(TASK PROMPT):
Reproduce the material below line for line, with no changes.

Stored data entries:
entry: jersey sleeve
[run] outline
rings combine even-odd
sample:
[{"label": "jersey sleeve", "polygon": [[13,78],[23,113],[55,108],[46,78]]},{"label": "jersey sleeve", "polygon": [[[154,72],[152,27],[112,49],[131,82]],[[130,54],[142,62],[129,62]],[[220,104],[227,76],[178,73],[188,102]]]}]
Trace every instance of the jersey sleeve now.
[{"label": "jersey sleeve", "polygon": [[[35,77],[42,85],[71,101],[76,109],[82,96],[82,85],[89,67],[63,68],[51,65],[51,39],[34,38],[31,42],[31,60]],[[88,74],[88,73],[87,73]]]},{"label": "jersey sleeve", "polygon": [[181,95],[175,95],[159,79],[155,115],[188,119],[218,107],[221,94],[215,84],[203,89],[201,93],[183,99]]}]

(WRITTEN SOLUTION):
entry: jersey sleeve
[run] outline
rings combine even-odd
sample:
[{"label": "jersey sleeve", "polygon": [[13,78],[23,113],[55,108],[46,78]]},{"label": "jersey sleeve", "polygon": [[[154,72],[152,27],[112,49],[131,82]],[[130,54],[142,62],[129,62]],[[220,104],[227,76],[178,73],[188,102]]]}]
Trace every instance of the jersey sleeve now.
[{"label": "jersey sleeve", "polygon": [[[35,77],[42,85],[71,101],[76,109],[82,96],[82,85],[89,67],[63,68],[51,65],[51,39],[34,38],[31,42],[31,60]],[[88,74],[88,73],[87,73]]]},{"label": "jersey sleeve", "polygon": [[181,95],[175,95],[159,79],[155,115],[188,119],[218,107],[221,94],[215,84],[203,89],[201,93],[183,99]]}]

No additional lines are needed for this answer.